__Exercise__: Please restate the data word for word, in full.

Stored records
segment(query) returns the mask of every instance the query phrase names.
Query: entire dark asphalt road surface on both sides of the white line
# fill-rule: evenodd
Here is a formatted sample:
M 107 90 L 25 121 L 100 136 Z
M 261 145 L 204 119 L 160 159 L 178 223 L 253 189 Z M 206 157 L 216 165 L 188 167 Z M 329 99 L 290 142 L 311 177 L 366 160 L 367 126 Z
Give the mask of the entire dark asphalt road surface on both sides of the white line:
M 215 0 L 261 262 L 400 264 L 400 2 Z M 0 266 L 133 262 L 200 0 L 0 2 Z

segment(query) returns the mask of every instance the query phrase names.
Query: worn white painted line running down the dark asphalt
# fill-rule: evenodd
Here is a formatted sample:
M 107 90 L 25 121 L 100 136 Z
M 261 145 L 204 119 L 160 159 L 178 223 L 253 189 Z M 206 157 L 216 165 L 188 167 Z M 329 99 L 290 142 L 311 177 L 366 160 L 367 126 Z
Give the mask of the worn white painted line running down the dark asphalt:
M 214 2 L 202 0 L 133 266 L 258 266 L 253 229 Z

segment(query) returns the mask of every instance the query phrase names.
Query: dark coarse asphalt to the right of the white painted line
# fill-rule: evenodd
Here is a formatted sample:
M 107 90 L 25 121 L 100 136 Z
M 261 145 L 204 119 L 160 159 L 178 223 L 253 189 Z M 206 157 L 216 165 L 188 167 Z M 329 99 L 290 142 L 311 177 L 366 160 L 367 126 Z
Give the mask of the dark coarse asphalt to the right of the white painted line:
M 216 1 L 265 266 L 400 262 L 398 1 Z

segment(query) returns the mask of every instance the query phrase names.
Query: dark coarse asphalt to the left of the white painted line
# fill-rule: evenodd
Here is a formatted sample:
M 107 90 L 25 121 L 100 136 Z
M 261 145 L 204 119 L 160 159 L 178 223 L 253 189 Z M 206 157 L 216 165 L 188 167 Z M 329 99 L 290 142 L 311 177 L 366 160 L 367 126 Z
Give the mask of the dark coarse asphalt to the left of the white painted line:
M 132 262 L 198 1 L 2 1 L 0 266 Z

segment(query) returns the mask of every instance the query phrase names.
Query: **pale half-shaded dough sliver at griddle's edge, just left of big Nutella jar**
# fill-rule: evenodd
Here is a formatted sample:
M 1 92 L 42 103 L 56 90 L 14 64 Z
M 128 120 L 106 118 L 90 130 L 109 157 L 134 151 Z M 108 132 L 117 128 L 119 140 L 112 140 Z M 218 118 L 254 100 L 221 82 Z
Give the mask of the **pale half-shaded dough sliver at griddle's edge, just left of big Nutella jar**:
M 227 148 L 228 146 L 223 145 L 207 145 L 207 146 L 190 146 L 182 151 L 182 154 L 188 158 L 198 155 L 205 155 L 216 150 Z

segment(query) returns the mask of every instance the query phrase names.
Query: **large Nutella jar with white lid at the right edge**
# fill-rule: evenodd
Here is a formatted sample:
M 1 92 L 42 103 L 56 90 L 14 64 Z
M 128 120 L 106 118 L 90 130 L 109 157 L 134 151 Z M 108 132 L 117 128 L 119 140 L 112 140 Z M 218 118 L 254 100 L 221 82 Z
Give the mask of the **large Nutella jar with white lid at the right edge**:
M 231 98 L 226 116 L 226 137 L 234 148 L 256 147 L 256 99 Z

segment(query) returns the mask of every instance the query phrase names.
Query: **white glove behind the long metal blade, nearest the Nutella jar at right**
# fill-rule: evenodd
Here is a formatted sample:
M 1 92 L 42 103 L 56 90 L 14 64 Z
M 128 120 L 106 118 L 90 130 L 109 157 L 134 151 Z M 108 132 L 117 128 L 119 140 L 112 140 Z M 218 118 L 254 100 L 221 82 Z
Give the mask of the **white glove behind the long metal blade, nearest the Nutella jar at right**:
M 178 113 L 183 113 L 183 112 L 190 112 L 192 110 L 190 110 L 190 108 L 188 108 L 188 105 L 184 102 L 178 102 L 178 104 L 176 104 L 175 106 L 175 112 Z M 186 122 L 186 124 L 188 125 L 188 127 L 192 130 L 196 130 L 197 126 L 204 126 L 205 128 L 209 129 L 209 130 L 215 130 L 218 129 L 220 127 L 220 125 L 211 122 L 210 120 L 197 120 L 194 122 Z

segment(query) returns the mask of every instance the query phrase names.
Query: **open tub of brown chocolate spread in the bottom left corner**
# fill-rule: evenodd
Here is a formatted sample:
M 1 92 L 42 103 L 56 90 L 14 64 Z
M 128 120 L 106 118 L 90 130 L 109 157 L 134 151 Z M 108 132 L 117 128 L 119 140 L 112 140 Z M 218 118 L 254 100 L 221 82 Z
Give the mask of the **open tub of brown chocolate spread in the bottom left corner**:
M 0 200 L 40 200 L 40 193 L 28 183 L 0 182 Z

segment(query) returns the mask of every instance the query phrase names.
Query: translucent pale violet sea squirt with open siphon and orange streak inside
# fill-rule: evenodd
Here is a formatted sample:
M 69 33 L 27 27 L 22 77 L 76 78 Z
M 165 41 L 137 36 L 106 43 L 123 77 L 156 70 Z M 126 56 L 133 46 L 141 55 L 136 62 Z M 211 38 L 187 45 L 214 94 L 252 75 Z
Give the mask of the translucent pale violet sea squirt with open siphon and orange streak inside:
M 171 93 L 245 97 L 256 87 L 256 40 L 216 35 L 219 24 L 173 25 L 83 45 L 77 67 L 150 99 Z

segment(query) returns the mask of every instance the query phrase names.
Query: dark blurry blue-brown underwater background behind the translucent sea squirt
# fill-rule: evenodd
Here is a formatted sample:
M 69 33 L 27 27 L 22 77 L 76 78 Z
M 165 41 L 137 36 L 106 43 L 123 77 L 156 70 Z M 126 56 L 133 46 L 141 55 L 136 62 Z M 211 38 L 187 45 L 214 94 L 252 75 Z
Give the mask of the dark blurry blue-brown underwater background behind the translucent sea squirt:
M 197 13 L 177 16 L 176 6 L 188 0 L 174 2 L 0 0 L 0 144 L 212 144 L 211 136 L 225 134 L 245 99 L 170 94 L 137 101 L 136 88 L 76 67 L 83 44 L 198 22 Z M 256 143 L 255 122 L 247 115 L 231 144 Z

__Task answer__:
segment(query) returns the mask of every instance the query phrase names.
Query: entire dark asphalt road surface on both sides of the white line
# fill-rule: evenodd
Here is a formatted sample:
M 107 90 L 25 121 L 100 136 Z
M 261 145 L 204 119 L 160 159 L 178 223 L 253 189 Z M 206 157 L 216 165 L 188 167 Z M 329 99 L 290 142 L 311 177 L 366 160 L 367 126 Z
Give the mask of the entire dark asphalt road surface on both sides of the white line:
M 215 0 L 261 262 L 400 264 L 400 2 Z M 0 266 L 133 262 L 200 0 L 0 2 Z

segment(query) returns the mask of every instance the query phrase names.
Query: worn white painted line running down the dark asphalt
# fill-rule: evenodd
Here is a formatted sample:
M 107 90 L 25 121 L 100 136 Z
M 261 145 L 204 119 L 160 159 L 178 223 L 253 189 Z M 206 157 L 216 165 L 188 167 Z M 329 99 L 290 142 L 311 177 L 366 160 L 367 126 Z
Give the mask of the worn white painted line running down the dark asphalt:
M 214 2 L 202 0 L 133 266 L 258 266 L 253 229 Z

segment(query) returns the mask of every instance the query phrase names.
Query: dark coarse asphalt to the right of the white painted line
# fill-rule: evenodd
Here is a formatted sample:
M 107 90 L 25 121 L 100 136 Z
M 261 145 L 204 119 L 160 159 L 178 223 L 253 189 Z M 206 157 L 216 165 L 188 167 Z M 329 99 L 290 142 L 311 177 L 366 160 L 367 126 Z
Give the mask of the dark coarse asphalt to the right of the white painted line:
M 216 1 L 265 266 L 400 262 L 398 1 Z

segment(query) returns the mask of every instance the query phrase names.
Query: dark coarse asphalt to the left of the white painted line
# fill-rule: evenodd
Here is a formatted sample:
M 107 90 L 25 121 L 100 136 Z
M 261 145 L 204 119 L 160 159 L 178 223 L 253 189 Z M 206 157 L 216 165 L 188 167 Z M 329 99 L 290 142 L 311 177 L 366 160 L 367 126 Z
Give the mask of the dark coarse asphalt to the left of the white painted line:
M 132 262 L 198 1 L 2 1 L 0 266 Z

segment(query) returns the mask of every instance the query phrase names.
Query: **pale half-shaded dough sliver at griddle's edge, just left of big Nutella jar**
# fill-rule: evenodd
Here is a formatted sample:
M 1 92 L 42 103 L 56 90 L 14 64 Z
M 128 120 L 106 118 L 90 130 L 109 157 L 134 151 Z M 108 132 L 117 128 L 119 140 L 112 140 Z M 218 118 L 254 100 L 221 82 Z
Give the mask of the **pale half-shaded dough sliver at griddle's edge, just left of big Nutella jar**:
M 227 148 L 228 146 L 223 145 L 207 145 L 207 146 L 190 146 L 182 151 L 182 154 L 188 158 L 198 155 L 205 155 L 216 150 Z

segment(query) returns the mask of every instance the query phrase names.
Query: **large Nutella jar with white lid at the right edge**
# fill-rule: evenodd
Here is a formatted sample:
M 1 92 L 42 103 L 56 90 L 14 64 Z
M 128 120 L 106 118 L 90 130 L 109 157 L 134 151 Z M 108 132 L 117 128 L 119 140 L 112 140 Z M 218 118 L 254 100 L 221 82 Z
Give the mask of the **large Nutella jar with white lid at the right edge**:
M 231 98 L 226 116 L 226 137 L 234 148 L 256 147 L 256 99 Z

segment(query) returns the mask of every instance the query phrase names.
Query: **white glove behind the long metal blade, nearest the Nutella jar at right**
# fill-rule: evenodd
Here is a formatted sample:
M 1 92 L 42 103 L 56 90 L 14 64 Z
M 128 120 L 106 118 L 90 130 L 109 157 L 134 151 Z M 108 132 L 117 128 L 119 140 L 112 140 Z M 218 118 L 254 100 L 221 82 Z
Give the mask of the **white glove behind the long metal blade, nearest the Nutella jar at right**:
M 178 113 L 183 113 L 183 112 L 190 112 L 192 110 L 190 110 L 190 108 L 188 108 L 188 105 L 184 102 L 178 102 L 178 104 L 176 104 L 175 106 L 175 112 Z M 186 122 L 186 124 L 188 125 L 188 127 L 192 130 L 196 130 L 197 126 L 204 126 L 205 128 L 209 129 L 209 130 L 215 130 L 218 129 L 220 127 L 220 125 L 211 122 L 210 120 L 197 120 L 194 122 Z

segment(query) returns the mask of every instance the query phrase names.
Query: **open tub of brown chocolate spread in the bottom left corner**
# fill-rule: evenodd
Here is a formatted sample:
M 1 92 L 42 103 L 56 90 L 14 64 Z
M 128 120 L 106 118 L 90 130 L 109 157 L 134 151 Z M 108 132 L 117 128 L 119 140 L 112 140 Z M 218 118 L 254 100 L 221 82 Z
Give the mask of the **open tub of brown chocolate spread in the bottom left corner**:
M 0 200 L 40 200 L 40 193 L 28 183 L 0 182 Z

segment(query) returns the mask of every instance the query phrase names.
Query: translucent pale violet sea squirt with open siphon and orange streak inside
# fill-rule: evenodd
Here is a formatted sample:
M 69 33 L 27 27 L 22 77 L 76 78 Z
M 165 41 L 137 36 L 106 43 L 123 77 L 156 70 Z M 126 56 L 133 46 L 141 55 L 136 62 Z M 211 38 L 187 45 L 214 94 L 252 75 Z
Give the mask of the translucent pale violet sea squirt with open siphon and orange streak inside:
M 171 93 L 245 97 L 256 87 L 256 40 L 216 35 L 219 24 L 173 25 L 83 45 L 77 67 L 150 99 Z

segment(query) returns the mask of every instance the query phrase names.
Query: dark blurry blue-brown underwater background behind the translucent sea squirt
# fill-rule: evenodd
Here is a formatted sample:
M 69 33 L 27 27 L 22 77 L 76 78 Z
M 165 41 L 137 36 L 106 43 L 123 77 L 156 70 Z M 126 56 L 133 46 L 141 55 L 136 62 Z M 211 38 L 187 45 L 214 94 L 252 75 Z
Give the mask of the dark blurry blue-brown underwater background behind the translucent sea squirt:
M 197 13 L 177 16 L 176 6 L 188 0 L 174 2 L 0 0 L 0 144 L 212 144 L 211 136 L 225 134 L 245 99 L 170 94 L 137 101 L 136 88 L 76 67 L 83 44 L 198 22 Z M 256 143 L 255 122 L 247 115 L 231 144 Z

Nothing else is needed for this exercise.